Begin Passage given

Feat: Task for evaluating combined PID

Author: Henrik Fribert

ALICE3/Tasks/CMakeLists.txt

@@ -74,4 +74,7 @@ o2physics_add_dpl_workflow(alice3-tracking-performance
                     PUBLIC_LINK_LIBRARIES O2Physics::AnalysisCore
                     COMPONENT_NAME Analysis)
 
-
+o2physics_add_dpl_workflow(alice3-pid-evaluation
+                    SOURCES alice3PidEvaluation.cxx
+                    PUBLIC_LINK_LIBRARIES O2Physics::AnalysisCore
+                    COMPONENT_NAME Analysis)

ALICE3/Tasks/alice3PidEvaluation.cxx

@@ -0,0 +1,375 @@
+// Copyright 2019-2020 CERN and copyright holders of ALICE O2.
+// See https://alice-o2.web.cern.ch/copyright for details of the copyright holders.
+// All rights not expressly granted are reserved.
+//
+// This software is distributed under the terms of the GNU General Public
+// License v3 (GPL Version 3), copied verbatim in the file "COPYING".
+//
+// In applying this license CERN does not waive the privileges and immunities
+// granted to it by virtue of its status as an Intergovernmental Organization
+// or submit itself to any jurisdiction.
+///
+/// \file alice3PidEvaluation.cxx
+///
+/// \brief This task computes purity and efficiency from the OTF PID tables for multiple detectors.
+///        Analyzes individual detectors (Tracker, TOF Inner, TOF Outer, RICH),
+///        as well as combined detector performance using quadrature combination
+///        of nSigma values.
+///
+/// \author Henrik Fribert TUM
+/// \since  August 14, 2025
+///
+
+#include "ALICE3/DataModel/OTFPIDTrk.h"
+#include "ALICE3/DataModel/OTFRICH.h"
+#include "ALICE3/DataModel/OTFTOF.h"
+#include "Common/DataModel/TrackSelectionTables.h"
+
+#include "CommonUtils/NameConf.h"
+#include "Framework/ASoAHelpers.h"
+#include "Framework/AnalysisDataModel.h"

End Passage given
Begin Dataset

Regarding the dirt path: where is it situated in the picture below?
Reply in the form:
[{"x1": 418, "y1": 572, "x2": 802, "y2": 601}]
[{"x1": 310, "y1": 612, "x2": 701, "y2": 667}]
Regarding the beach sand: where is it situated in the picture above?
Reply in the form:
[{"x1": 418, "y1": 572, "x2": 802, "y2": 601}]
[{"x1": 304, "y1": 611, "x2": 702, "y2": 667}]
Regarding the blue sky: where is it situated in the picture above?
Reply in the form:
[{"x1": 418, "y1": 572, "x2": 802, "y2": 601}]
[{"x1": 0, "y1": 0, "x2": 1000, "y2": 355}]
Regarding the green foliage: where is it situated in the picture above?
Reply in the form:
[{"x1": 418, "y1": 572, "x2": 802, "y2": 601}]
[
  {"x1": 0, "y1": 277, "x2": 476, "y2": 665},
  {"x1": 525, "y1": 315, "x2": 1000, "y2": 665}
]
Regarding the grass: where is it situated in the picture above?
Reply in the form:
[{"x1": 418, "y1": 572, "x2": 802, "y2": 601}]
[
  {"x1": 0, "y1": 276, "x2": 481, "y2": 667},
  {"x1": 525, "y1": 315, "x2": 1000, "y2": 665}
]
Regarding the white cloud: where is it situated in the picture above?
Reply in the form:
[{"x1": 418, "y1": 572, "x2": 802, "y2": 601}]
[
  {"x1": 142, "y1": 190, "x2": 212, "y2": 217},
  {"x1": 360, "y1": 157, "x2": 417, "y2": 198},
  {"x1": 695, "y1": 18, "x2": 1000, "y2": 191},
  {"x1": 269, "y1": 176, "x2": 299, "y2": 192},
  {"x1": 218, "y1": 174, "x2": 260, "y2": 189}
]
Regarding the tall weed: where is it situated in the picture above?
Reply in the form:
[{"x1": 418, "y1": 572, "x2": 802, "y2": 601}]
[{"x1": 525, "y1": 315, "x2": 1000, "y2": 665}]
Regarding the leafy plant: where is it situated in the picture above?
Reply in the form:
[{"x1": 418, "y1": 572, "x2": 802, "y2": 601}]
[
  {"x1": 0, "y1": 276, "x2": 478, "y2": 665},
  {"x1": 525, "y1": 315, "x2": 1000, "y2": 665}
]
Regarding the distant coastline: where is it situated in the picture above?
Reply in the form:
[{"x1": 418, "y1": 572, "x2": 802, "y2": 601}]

End Dataset

What this exercise asks:
[A] Rewrite the paragraph of the PID evaluation commit that begins "This task computes purity and efficiency" as a short bulleted list that keeps its main facts.
[B] Answer these questions using the PID evaluation commit:
(i) Which source file does the new alice3-pid-evaluation workflow list under SOURCES?
(ii) Under which license is the software distributed?
(iii) What date follows "\since"?

Results:
[A]
- Computes purity and efficiency from the OTF PID tables for multiple detectors
- Analyzes individual detectors: Tracker, TOF Inner, TOF Outer and RICH
- Analyzes combined detector performance by combining nSigma values in quadrature

[B]
(i) alice3PidEvaluation.cxx
(ii) The GNU General Public License v3 (GPL Version 3)
(iii) August 14, 2025